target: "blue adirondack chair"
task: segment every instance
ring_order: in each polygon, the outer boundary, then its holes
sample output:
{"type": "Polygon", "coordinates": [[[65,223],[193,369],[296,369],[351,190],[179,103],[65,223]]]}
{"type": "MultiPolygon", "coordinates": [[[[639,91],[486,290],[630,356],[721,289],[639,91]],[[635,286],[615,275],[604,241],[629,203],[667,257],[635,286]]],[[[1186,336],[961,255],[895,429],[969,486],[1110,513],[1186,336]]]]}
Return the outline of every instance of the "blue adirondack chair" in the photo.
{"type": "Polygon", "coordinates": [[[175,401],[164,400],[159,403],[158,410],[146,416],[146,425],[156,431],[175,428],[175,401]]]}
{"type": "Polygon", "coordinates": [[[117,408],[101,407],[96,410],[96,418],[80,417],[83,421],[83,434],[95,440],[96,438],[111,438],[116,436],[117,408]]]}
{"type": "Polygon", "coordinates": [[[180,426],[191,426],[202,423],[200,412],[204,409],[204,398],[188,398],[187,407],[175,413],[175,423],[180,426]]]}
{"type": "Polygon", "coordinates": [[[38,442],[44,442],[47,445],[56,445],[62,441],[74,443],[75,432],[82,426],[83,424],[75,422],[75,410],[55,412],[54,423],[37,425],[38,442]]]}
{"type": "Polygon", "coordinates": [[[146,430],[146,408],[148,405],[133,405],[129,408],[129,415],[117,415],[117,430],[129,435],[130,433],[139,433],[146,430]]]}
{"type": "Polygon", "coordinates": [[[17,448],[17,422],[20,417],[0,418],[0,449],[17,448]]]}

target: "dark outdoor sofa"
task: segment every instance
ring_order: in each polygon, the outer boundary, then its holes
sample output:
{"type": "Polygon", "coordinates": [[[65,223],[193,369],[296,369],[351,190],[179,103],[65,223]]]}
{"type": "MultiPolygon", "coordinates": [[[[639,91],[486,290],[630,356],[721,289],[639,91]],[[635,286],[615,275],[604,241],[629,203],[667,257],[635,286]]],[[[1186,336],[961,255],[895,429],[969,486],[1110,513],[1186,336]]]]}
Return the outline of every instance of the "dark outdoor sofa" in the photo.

+-------+

Task goal: Output all of the records above unchanged.

Written response:
target: "blue adirondack chair"
task: segment every instance
ring_order: in each polygon, the outer boundary, then its holes
sample output:
{"type": "Polygon", "coordinates": [[[65,223],[193,369],[296,369],[351,190],[179,103],[65,223]]]}
{"type": "MultiPolygon", "coordinates": [[[[639,91],[486,290],[630,356],[721,289],[639,91]],[[635,286],[615,275],[604,241],[629,203],[667,257],[635,286]]],[[[1186,336],[961,255],[895,429],[969,486],[1110,513],[1186,336]]]]}
Return the outline of every instance of the "blue adirondack chair" in the photo.
{"type": "Polygon", "coordinates": [[[175,401],[164,400],[159,403],[158,410],[146,416],[146,425],[156,431],[175,428],[175,401]]]}
{"type": "Polygon", "coordinates": [[[117,408],[101,407],[96,410],[96,418],[80,417],[83,421],[83,434],[95,440],[96,438],[111,438],[116,436],[117,408]]]}
{"type": "Polygon", "coordinates": [[[180,426],[191,426],[202,423],[200,412],[204,409],[204,398],[188,398],[187,407],[175,413],[175,423],[180,426]]]}
{"type": "Polygon", "coordinates": [[[38,442],[44,442],[47,445],[56,445],[62,441],[74,443],[75,432],[82,426],[83,424],[75,422],[75,410],[55,412],[54,423],[37,425],[38,442]]]}
{"type": "Polygon", "coordinates": [[[146,430],[146,408],[148,405],[133,405],[129,408],[129,415],[117,415],[117,430],[129,435],[130,433],[139,433],[146,430]]]}
{"type": "Polygon", "coordinates": [[[17,448],[17,422],[20,417],[0,418],[0,449],[17,448]]]}

target: "dark outdoor sofa"
task: segment every instance
ring_order: in each polygon, the outer boundary, then its holes
sample output:
{"type": "Polygon", "coordinates": [[[65,223],[193,369],[296,369],[351,190],[179,103],[65,223]]]}
{"type": "MultiPolygon", "coordinates": [[[[639,91],[486,290],[630,356],[721,289],[639,91]],[[635,286],[615,275],[604,241],[629,203],[667,257],[635,286]]],[[[1186,336],[961,255],[895,429],[969,486],[1110,513],[1186,336]]]]}
Return the outline of every instance of the "dark outdoor sofa" in the photo.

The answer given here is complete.